▸ CHALLENGES
1. From the Suzuki Swift report, quote the stretch from "Aston Martin celebrates" through "arrangement - still...".
2. List every pro named in the summary of the Suzuki Swift report.

Aston Martin celebrates its 100th anniversary with a radical one-off concept car
Suzuki Swift: month five
Summary
On fleet since: May 2012
Total mileage: 9,212 miles
Official combined mpg/CO2: 56.5/116g/km
Actual mpg: 46.3mpg
Costs: £0 so far
Pros: Agility, chassis composure, Suzuki customer service
Cons: Sluggish traction control, boot/parcel shelf arrangement - still...
First drive: Suzuki Swift (2010 onwards)
On Bing: see pictures of the Suzuki Swift
Find a used Suzuki Swift on Auto Trader
Where have we been in the Suzuki Swift?
After our experience with a set of loose wheel nuts causing a terrible knocking noise from the Swift's front end, Suzuki suggested a set of locking wheel for our car. And very prompt they were too in arranging an appointment to have them fitted.
So it was off to our local dealer to get our nuts tightened... It was only a five-minute job, too, and all for free.
The Swift has also visited a racetrack this month - Silverstone, no less. It didn't actually turn a wheel on the hallowed tarmac as we were at one of Porsche's YouDrive days, held at the firm's Experience Centre there.

Motoring Research
Effectively, it involves driving your vehicle up an Ice Hill - a soaking wet plastic membrane simulating the friction coefficient of the frozen stuff - with water 'walls' (jets sprayed up from the ground) as obstacles to avoid and test your management of grip.
The next item to encounter - the Kick Plate - is a moveable section of tarmac you drive over, actuated by a hydraulic ram. The plate registers your car's front wheels passing over it and primes itself ready for the rears.

[Entries for bounding box labeling]

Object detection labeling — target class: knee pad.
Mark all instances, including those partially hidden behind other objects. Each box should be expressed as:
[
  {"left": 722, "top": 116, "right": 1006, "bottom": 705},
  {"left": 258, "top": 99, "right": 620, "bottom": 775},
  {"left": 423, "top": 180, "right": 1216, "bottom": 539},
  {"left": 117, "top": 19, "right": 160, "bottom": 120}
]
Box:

▸ SOLUTIONS TO THE EXERCISE
1.
Aston Martin celebrates its 100th anniversary with a radical one-off concept car
Suzuki Swift: month five
Summary
On fleet since: May 2012
Total mileage: 9,212 miles
Official combined mpg/CO2: 56.5/116g/km
Actual mpg: 46.3mpg
Costs: £0 so far
Pros: Agility, chassis composure, Suzuki customer service
Cons: Sluggish traction control, boot/parcel shelf arrangement - still...

2.
Agility
Chassis composure
Suzuki customer service